**DATA PROVIDED:**
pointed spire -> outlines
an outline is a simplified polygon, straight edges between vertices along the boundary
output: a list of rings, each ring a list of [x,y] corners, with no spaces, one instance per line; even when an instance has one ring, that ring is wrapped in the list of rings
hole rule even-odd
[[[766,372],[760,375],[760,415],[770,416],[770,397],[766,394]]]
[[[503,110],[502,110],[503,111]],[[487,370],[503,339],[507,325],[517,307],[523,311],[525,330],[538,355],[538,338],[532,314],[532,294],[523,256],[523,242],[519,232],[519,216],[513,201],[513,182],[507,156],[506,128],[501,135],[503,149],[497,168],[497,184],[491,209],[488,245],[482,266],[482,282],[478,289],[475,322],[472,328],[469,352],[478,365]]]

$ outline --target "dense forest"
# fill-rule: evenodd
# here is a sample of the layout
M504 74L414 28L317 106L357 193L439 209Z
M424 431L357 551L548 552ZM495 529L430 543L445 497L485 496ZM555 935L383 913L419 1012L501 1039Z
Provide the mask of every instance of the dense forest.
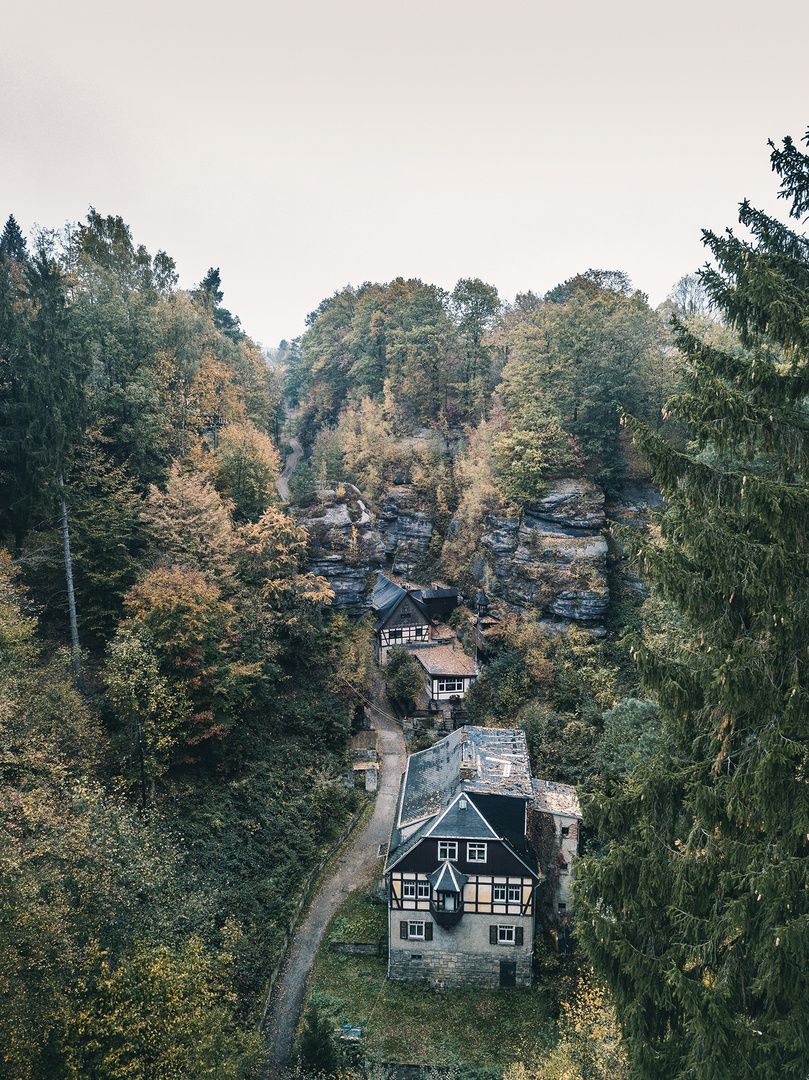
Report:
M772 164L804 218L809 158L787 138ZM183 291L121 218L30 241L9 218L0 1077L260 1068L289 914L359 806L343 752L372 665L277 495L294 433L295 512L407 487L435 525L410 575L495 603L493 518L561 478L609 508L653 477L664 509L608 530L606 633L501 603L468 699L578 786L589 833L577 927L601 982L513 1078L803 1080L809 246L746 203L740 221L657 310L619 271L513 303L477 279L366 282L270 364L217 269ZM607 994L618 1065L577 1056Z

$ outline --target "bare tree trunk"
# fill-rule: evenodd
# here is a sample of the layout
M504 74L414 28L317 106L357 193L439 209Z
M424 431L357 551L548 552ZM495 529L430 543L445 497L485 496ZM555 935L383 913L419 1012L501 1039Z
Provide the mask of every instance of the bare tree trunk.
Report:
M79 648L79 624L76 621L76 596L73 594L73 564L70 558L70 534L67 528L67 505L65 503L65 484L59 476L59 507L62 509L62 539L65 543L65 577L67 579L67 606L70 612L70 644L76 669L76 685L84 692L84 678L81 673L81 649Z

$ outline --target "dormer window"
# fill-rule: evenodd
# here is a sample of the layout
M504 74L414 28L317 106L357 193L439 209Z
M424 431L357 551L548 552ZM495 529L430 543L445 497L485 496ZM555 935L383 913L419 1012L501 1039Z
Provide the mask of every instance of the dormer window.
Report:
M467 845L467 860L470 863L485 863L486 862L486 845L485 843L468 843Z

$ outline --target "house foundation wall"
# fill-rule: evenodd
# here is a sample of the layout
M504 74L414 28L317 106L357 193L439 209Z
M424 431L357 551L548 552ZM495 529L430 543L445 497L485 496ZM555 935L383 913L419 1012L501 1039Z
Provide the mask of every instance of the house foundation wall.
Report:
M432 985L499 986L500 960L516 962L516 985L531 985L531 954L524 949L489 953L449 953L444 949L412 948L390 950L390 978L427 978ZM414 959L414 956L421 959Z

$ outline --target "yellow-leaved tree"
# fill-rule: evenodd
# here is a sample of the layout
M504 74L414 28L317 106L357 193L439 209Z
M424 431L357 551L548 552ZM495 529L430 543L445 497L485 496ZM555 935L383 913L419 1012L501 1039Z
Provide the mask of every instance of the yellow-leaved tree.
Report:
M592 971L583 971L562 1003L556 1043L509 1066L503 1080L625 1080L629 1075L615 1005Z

**TASK OBJECTIVE:**
Please lay out every line of the records above as a JSON list of strings, one string per line, with blank lines and the picture left out.

**RESPONSE TO THIS EXERCISE:**
[
  "pointed spire -> outlines",
  "an outline is a simplified polygon, straight edges between vertices along the boundary",
  "output: a list of rings, each ring a list of [x,y] corners, with no spaces, one instance per line; even when an instance has one ring, that ring is wrapped in the list of rings",
  "hole rule even-odd",
  "[[[766,372],[760,375],[760,415],[770,416],[770,397],[766,394]]]",
  "[[[503,110],[502,110],[503,111]],[[487,370],[503,339],[507,325],[517,307],[523,311],[525,330],[538,355],[538,338],[532,314],[532,294],[523,256],[523,242],[519,232],[519,216],[513,201],[513,182],[507,156],[506,128],[501,135],[503,149],[497,168],[497,184],[491,209],[488,245],[482,266],[482,282],[478,289],[475,322],[472,328],[469,352],[478,365]]]",
  "$ outline --target \"dense forest\"",
  "# fill-rule: evenodd",
  "# here is a sample of the layout",
  "M504 74L414 28L317 106L357 193L439 209Z",
  "M424 431L357 551L548 552ZM495 529L430 543L445 497L485 496ZM555 935L383 913L419 1012L501 1039Z",
  "Provide the mask of every instance of the dense forest.",
  "Report:",
  "M772 164L804 218L809 158L787 138ZM183 291L121 218L30 241L9 218L0 1077L260 1068L289 914L359 806L343 752L372 665L277 495L294 433L295 512L407 487L435 525L410 575L495 603L493 518L561 478L609 508L653 477L664 509L608 530L606 633L501 603L468 699L578 786L589 833L577 927L601 982L513 1078L803 1080L809 246L746 203L740 221L657 310L619 271L513 303L477 279L366 282L270 364L217 269ZM607 994L618 1065L577 1056Z",
  "$ outline --target \"bare tree trunk\"",
  "# fill-rule: evenodd",
  "# here is a sample of the layout",
  "M504 74L414 28L317 106L357 193L439 209Z",
  "M424 431L357 551L548 552ZM495 529L430 543L445 497L485 496ZM555 935L383 913L419 1012L501 1039Z",
  "Provide the mask of every instance of the bare tree trunk.",
  "Report:",
  "M79 648L79 624L76 621L76 596L73 594L73 564L70 558L70 534L67 528L67 505L65 503L65 484L59 476L59 507L62 509L62 539L65 543L65 577L67 579L67 606L70 612L70 644L76 669L76 685L84 692L84 678L81 673L81 649Z",
  "$ outline --target \"dormer window\"",
  "# fill-rule: evenodd",
  "# here is a sample of the layout",
  "M504 74L414 28L317 106L357 193L439 209Z",
  "M424 431L357 551L548 552ZM495 529L430 543L445 497L485 496ZM555 935L383 913L419 1012L501 1039Z",
  "Provide the mask of every instance of the dormer window.",
  "Report:",
  "M467 845L467 860L470 863L485 863L486 862L486 845L485 843L468 843Z",
  "$ outline --target \"house foundation wall\"",
  "# fill-rule: evenodd",
  "# here is a sample of the layout",
  "M504 74L414 28L317 106L357 193L439 209Z",
  "M424 431L357 551L548 552ZM495 529L430 543L445 497L485 496ZM555 935L383 913L419 1012L501 1039Z",
  "Provide the mask of every instance of the house foundation wall.",
  "Report:",
  "M432 985L499 986L500 960L516 962L516 985L531 985L531 954L524 949L489 953L449 953L444 949L412 948L390 950L390 978L427 978ZM414 959L414 956L421 959Z",
  "$ outline --target \"yellow-leaved tree\"",
  "# fill-rule: evenodd",
  "# here is a sample of the layout",
  "M504 74L414 28L317 106L357 193L439 209Z",
  "M424 431L357 551L548 552ZM495 529L430 543L445 497L485 496ZM555 935L383 913L419 1012L501 1039Z",
  "Provide the mask of every instance of the yellow-leaved tree.",
  "Report:",
  "M592 971L583 971L562 1003L556 1043L509 1066L503 1080L625 1080L629 1075L615 1005Z"
]